**Data listing:**

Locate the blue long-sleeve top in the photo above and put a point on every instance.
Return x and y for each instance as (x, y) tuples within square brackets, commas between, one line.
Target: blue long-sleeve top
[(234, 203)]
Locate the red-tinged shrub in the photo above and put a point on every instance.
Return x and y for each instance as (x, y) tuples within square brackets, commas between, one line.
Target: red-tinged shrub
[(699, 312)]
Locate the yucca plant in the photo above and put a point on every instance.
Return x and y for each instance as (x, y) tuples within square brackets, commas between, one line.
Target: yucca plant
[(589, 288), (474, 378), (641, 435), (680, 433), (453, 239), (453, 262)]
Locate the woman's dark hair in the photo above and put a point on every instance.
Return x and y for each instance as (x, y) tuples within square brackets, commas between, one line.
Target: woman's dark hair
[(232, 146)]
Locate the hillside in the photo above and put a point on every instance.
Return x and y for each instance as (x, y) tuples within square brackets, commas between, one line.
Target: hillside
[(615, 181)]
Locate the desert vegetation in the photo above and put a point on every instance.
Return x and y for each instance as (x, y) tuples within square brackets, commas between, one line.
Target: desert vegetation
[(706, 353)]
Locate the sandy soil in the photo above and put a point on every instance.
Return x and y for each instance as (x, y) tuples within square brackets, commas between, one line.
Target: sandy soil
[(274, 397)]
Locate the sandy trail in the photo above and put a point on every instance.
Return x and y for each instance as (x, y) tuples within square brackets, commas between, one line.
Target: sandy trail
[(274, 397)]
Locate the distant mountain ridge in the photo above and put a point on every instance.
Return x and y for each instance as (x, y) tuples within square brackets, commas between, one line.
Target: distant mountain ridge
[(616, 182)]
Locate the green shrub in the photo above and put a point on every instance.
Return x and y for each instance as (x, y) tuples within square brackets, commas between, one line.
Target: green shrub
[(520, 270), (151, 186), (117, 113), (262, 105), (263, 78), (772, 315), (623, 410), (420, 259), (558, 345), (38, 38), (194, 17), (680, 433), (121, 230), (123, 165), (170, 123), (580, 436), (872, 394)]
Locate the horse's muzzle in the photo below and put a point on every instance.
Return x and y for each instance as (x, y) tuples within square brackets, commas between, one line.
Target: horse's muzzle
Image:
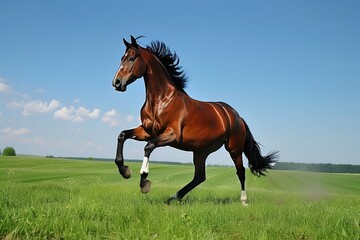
[(117, 84)]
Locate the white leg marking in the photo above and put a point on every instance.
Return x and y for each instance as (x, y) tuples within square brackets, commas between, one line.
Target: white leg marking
[(243, 198), (145, 166)]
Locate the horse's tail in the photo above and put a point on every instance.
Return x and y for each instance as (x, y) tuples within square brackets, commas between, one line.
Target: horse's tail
[(258, 164)]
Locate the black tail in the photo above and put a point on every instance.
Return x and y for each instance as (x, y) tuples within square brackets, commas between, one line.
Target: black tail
[(258, 164)]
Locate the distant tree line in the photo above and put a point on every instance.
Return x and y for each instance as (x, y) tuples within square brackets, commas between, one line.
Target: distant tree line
[(318, 167)]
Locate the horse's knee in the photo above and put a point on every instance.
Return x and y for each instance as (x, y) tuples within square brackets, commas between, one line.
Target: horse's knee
[(149, 148), (122, 137)]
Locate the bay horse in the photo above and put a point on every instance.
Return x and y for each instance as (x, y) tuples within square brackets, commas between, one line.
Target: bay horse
[(170, 117)]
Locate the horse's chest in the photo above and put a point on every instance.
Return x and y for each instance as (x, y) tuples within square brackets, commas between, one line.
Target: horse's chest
[(152, 126)]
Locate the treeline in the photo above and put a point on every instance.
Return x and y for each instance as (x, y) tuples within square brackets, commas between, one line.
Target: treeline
[(318, 167)]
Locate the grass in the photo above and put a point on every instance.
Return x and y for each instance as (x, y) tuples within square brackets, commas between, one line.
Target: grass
[(43, 198)]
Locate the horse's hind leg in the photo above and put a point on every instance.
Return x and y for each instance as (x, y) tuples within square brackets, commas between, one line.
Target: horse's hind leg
[(236, 156), (199, 176), (240, 171)]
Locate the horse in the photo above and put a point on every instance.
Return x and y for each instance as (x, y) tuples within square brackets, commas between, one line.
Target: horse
[(170, 117)]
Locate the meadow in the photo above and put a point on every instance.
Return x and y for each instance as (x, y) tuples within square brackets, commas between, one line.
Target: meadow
[(45, 198)]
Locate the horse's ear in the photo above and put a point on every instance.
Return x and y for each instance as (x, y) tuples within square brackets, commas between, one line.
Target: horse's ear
[(133, 42), (127, 44)]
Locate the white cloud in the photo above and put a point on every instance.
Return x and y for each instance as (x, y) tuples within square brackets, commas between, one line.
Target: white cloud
[(10, 133), (40, 107), (13, 105), (76, 115), (110, 118)]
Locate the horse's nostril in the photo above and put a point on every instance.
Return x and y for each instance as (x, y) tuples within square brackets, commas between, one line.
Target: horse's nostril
[(117, 83)]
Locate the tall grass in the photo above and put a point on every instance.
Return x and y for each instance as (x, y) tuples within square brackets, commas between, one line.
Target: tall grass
[(66, 199)]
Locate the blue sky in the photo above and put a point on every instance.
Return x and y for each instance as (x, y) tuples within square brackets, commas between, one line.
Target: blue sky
[(290, 68)]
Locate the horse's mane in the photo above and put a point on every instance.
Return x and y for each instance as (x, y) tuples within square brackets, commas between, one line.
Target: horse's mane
[(171, 62)]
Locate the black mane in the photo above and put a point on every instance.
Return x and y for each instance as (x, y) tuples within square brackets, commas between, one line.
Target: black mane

**Problem to solve:**
Rewrite every item above with "put a point on" changed to "place a marker on" and nothing else altered. Leave the pictures out.

**Result of this task:**
Locate the blue long-sleeve top in the photo above and place a marker on every instance.
Return x and y for each instance as (x, y) tuples within square brackets, commas between, one line.
Target: blue long-sleeve top
[(234, 203)]
Locate the red-tinged shrub in the photo above and place a marker on every instance.
Return x and y for each instance as (x, y) tuples within square brackets, commas between, one line.
Target: red-tinged shrub
[(699, 312)]
Locate the yucca plant in the photo above and place a marker on every instance.
Return x and y for each instance as (x, y) tuples within square brackets, commas between, one line.
Target: yucca plant
[(589, 288), (474, 378), (641, 435), (680, 433), (453, 239), (453, 262)]
Locate the woman's dark hair in the photo above and place a marker on every instance.
Return x and y for each instance as (x, y) tuples within square brackets, commas between, one line.
Target: woman's dark hair
[(232, 146)]
Locate the hillside in the photo above and place a marker on every instance.
Return x and y for each instance as (x, y) tuples within square brackets, commas between, one line.
Target: hillside
[(615, 181)]
Locate the desert vegetation in the photo above and place a marker on every instance.
Return x and y for each instance as (x, y) tuples within square brackets, commas between, one line.
Target: desert vegetation
[(706, 353)]
Locate the sandy soil in the photo above and place a marker on every instance.
Return x and y for each instance as (x, y) tuples within square brackets, commas between, one line.
Target: sandy soil
[(274, 397)]
Locate the sandy trail in the photo above and place a marker on every instance.
Return x and y for each instance as (x, y) tuples within square brackets, commas between, one line.
Target: sandy trail
[(274, 397)]
Locate the distant mountain ridge in the photo above and place a marker on every instance.
Return x and y for each instance as (x, y) tuples within square brackets, commas between, one line.
Target: distant mountain ridge
[(616, 182)]
Locate the green shrub in the photo above and place a marker on every instance.
Return x and y for each instance as (x, y) tuples within square brackets, commas between, one line.
Target: green shrub
[(520, 270), (151, 186), (117, 113), (262, 105), (263, 78), (772, 315), (623, 410), (420, 259), (558, 345), (38, 38), (194, 17), (680, 433), (121, 230), (123, 165), (170, 123), (580, 436), (872, 394)]
Locate the horse's muzzle in the photo below and place a marker on every instance.
Return x and y for each instance as (x, y) tuples within square brackets, commas between, one line.
Target: horse's muzzle
Image:
[(117, 84)]
Locate the white leg marking in the photo above and place a marker on every instance.
Return x and y for each instance as (x, y) tuples within square brackets, commas between, one line.
Target: white leg marking
[(243, 198), (145, 166)]
Locate the horse's tail in the photo above and place a marker on every instance.
Return x and y for each instance as (x, y) tuples within square brackets, commas between, one line.
Target: horse's tail
[(258, 164)]
Locate the black tail in the photo above and place a marker on every instance.
Return x and y for each instance as (x, y) tuples within square brackets, commas between, one line.
Target: black tail
[(258, 164)]
Locate the distant tree line in the photo above and place a marker on every instance.
Return x and y for each instance as (x, y) tuples within square brackets, commas between, one line.
Target: distant tree line
[(318, 167)]
Locate the horse's knee in the photo above and place a marker on every instance.
Return x and y for each instance as (x, y) tuples within square brackets, commas between, one line.
Target: horse's knee
[(149, 148), (122, 137)]
Locate the bay horse in the photo above and place a marker on every instance.
Return x and y for each instance as (x, y) tuples within square brackets, commas between, one line.
Target: bay horse
[(170, 117)]
Locate the horse's chest in the photo above and place a marker on every instance.
Return x and y for each instance as (x, y) tuples within square brackets, commas between, one line.
Target: horse's chest
[(152, 126)]
Locate the treeline in the photo above and place a marker on every instance.
Return x and y for each instance as (x, y) tuples within square brackets, commas between, one line.
Target: treeline
[(318, 167)]
Locate the grass in the photo above and place a marker on every instance.
Return x and y for each instance as (x, y) tuples within square brackets, commas between, one line.
Target: grass
[(43, 198)]
Locate the horse's hind leg in the photo above and place a marker on every instance.
Return x and y for each instance as (x, y) tuples within square brackets, commas between, one line.
Target: horse's hind leg
[(236, 156), (199, 176), (240, 171)]
Locate the horse in the photo above and place a marker on every instance.
Return x and y for each instance as (x, y) tuples within square brackets, commas between, one line.
Target: horse
[(170, 117)]
Locate the meadow in the photo above and place a marker on every instance.
Return x and y for each instance as (x, y) tuples within square brackets, commas between, one line.
Target: meadow
[(45, 198)]
Locate the horse's ear in the photo above and place a marker on every instance.
Return x and y for each instance as (x, y) tuples within square brackets, commas between, one line.
Target: horse's ear
[(133, 42), (127, 44)]
Locate the white cloud in the photo above and place a marker on every instance.
Return x and y for each instance as (x, y) tuples within square brackets, commas between, one line.
Target: white cloud
[(10, 133), (40, 107), (13, 105), (76, 115), (110, 118)]
Locate the horse's nostril in the photo above and place a marker on every instance.
Return x and y for each instance as (x, y) tuples within square brackets, commas between, one line.
Target: horse's nostril
[(117, 83)]
Locate the tall grass in the photo above and place a marker on every instance.
Return x and y for each instance as (x, y) tuples within square brackets, commas between, one line.
Target: tall grass
[(66, 199)]
Locate the blue sky in the photo above and place a marker on every instance.
Return x and y for each instance as (x, y) tuples within square brackets, commas between, one line.
Target: blue sky
[(290, 68)]
Locate the horse's mane in the photo above and place a marker on every instance.
Return x and y for each instance as (x, y) tuples within square brackets, commas between, one line.
Target: horse's mane
[(171, 62)]
Locate the black mane in the photo above and place a marker on every instance.
Return x and y for each instance as (x, y) tuples within square brackets, commas between, one line.
Target: black mane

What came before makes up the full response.